[Data section — start]

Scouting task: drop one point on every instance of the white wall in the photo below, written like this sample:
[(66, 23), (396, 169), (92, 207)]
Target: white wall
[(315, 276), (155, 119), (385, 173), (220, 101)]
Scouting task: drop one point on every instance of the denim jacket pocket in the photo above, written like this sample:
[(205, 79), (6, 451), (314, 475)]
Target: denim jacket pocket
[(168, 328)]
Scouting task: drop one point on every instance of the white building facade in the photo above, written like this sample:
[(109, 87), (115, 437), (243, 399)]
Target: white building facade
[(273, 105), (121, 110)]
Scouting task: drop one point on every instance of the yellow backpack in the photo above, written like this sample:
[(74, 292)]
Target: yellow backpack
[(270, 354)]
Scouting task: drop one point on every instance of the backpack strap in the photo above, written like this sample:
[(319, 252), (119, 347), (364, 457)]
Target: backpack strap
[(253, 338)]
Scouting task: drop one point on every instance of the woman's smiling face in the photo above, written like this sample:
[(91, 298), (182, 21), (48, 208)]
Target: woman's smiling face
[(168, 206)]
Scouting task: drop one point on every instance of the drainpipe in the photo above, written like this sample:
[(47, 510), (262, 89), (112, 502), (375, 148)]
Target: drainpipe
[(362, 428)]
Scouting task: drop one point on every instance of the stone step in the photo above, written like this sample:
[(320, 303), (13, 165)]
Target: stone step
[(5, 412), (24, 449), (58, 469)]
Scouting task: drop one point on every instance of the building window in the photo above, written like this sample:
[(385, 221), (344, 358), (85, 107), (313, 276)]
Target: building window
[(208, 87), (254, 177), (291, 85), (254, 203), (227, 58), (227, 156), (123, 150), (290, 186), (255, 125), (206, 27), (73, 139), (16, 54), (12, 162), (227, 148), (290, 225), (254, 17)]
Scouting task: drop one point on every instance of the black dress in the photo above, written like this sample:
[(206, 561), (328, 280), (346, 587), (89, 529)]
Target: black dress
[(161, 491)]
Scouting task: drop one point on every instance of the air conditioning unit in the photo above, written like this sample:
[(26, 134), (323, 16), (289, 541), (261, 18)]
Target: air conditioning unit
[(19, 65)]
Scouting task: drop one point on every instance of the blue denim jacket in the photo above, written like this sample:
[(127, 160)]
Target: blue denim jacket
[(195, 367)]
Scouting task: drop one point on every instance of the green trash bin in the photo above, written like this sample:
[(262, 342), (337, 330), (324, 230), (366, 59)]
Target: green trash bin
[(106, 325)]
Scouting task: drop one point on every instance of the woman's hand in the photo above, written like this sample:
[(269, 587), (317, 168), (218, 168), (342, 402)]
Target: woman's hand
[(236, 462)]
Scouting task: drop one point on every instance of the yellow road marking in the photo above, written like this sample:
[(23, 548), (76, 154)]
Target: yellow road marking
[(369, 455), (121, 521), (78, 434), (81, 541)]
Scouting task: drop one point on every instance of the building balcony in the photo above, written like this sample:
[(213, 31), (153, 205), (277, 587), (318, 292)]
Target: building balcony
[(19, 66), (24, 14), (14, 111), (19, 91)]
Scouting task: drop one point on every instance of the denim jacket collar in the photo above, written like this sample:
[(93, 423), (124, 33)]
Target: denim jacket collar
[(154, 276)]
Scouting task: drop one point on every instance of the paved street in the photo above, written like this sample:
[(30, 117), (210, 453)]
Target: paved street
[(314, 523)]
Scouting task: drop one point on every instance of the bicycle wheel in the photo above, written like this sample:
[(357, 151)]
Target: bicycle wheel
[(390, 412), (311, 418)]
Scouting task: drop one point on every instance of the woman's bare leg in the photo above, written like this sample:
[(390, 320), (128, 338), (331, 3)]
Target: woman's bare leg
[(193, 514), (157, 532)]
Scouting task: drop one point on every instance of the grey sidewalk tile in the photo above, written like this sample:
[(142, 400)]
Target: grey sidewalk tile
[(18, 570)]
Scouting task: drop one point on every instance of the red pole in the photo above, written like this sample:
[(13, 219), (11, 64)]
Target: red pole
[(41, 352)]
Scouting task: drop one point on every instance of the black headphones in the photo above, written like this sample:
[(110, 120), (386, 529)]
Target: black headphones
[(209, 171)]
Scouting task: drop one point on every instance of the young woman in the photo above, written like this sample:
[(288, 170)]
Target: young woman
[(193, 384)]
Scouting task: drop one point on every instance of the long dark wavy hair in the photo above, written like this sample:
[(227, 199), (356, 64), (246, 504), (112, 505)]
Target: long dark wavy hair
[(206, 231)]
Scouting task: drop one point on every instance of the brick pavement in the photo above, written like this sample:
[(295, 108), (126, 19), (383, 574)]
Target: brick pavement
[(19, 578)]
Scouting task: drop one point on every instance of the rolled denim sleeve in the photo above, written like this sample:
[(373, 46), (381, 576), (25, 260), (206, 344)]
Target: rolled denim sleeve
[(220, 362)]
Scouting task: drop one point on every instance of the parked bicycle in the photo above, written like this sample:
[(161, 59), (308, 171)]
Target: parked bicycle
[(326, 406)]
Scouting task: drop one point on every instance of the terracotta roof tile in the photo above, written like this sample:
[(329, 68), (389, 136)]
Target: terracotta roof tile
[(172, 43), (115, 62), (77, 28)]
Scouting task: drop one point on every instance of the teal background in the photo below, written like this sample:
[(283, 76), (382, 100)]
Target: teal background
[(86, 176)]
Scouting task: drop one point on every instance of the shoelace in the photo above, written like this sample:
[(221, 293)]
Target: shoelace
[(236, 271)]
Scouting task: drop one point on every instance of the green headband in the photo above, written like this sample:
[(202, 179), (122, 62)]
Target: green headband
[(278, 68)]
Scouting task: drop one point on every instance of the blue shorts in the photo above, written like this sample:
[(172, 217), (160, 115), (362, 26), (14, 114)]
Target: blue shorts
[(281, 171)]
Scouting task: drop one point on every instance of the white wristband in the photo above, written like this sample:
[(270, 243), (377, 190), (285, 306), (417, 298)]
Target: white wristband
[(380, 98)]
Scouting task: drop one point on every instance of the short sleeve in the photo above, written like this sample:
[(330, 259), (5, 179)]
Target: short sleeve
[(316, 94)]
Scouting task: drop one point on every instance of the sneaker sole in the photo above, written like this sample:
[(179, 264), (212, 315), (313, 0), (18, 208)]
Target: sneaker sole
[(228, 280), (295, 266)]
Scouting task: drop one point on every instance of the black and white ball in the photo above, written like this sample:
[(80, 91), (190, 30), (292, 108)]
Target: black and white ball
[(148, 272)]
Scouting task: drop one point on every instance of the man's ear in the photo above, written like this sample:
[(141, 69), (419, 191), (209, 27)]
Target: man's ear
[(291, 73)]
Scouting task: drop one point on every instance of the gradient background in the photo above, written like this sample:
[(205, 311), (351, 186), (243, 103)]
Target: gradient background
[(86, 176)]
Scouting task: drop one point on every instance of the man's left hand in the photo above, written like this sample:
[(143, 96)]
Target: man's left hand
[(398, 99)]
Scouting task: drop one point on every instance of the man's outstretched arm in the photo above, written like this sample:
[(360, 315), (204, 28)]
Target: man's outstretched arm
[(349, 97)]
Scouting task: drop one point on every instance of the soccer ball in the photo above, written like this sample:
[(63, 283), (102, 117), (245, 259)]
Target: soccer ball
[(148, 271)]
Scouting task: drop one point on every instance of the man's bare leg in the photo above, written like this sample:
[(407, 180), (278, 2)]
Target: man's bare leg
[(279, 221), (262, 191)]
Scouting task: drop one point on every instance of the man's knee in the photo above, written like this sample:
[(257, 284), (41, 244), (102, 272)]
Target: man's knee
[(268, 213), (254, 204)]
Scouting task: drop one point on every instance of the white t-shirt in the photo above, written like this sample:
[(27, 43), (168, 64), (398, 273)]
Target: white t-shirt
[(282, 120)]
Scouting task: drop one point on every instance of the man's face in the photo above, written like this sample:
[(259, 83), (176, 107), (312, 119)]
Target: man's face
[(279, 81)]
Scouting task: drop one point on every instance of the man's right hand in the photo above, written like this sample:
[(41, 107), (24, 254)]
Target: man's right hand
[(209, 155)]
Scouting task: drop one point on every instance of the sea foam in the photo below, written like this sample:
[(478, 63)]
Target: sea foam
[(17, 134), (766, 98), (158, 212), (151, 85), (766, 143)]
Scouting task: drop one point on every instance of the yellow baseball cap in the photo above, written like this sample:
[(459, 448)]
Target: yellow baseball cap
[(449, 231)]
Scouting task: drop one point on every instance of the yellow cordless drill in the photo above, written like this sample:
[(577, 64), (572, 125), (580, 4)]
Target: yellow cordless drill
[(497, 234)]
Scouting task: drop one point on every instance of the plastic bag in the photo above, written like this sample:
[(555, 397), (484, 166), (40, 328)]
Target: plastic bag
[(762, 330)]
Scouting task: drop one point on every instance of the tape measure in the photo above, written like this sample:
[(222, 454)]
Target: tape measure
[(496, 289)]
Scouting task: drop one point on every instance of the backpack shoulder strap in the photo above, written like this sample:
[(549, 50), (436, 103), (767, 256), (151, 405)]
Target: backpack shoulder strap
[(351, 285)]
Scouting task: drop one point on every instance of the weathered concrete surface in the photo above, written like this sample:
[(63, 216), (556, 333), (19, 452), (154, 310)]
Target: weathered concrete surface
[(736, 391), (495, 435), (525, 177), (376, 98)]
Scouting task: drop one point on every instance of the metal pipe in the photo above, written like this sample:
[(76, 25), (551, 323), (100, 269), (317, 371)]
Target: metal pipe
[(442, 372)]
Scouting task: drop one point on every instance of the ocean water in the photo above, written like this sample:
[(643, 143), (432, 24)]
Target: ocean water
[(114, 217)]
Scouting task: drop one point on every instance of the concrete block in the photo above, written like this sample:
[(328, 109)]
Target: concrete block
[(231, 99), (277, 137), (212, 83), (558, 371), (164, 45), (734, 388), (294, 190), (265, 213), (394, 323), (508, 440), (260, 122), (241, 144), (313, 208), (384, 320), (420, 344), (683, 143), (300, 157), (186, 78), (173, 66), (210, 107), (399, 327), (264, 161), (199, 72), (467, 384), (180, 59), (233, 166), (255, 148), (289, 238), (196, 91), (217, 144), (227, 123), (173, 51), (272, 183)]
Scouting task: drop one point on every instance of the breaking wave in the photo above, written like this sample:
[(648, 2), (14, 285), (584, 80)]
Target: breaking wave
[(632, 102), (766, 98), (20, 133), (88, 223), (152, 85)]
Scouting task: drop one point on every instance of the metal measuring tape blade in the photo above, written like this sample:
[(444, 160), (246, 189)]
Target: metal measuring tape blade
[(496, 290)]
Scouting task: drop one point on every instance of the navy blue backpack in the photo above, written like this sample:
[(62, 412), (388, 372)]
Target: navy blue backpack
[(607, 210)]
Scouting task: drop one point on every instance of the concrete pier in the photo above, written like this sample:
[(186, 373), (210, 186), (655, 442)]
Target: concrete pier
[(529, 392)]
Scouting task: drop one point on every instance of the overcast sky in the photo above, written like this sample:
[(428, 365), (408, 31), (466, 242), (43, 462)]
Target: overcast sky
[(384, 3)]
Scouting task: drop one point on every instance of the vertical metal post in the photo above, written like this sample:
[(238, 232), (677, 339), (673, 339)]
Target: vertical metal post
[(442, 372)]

[Data section — finish]

__Task statement__. Scan the records above for the word "below". Copy each line that has it.

__Solution for this task__.
Scouting task: drop one point on every instance of the white wall in the photo below, written like this sample:
Scouting task: drop one point on every instance of the teal background in the photo below, written like this sample:
Scouting task: drop one point on every instance of the sea foam in the photo below, written like this sample:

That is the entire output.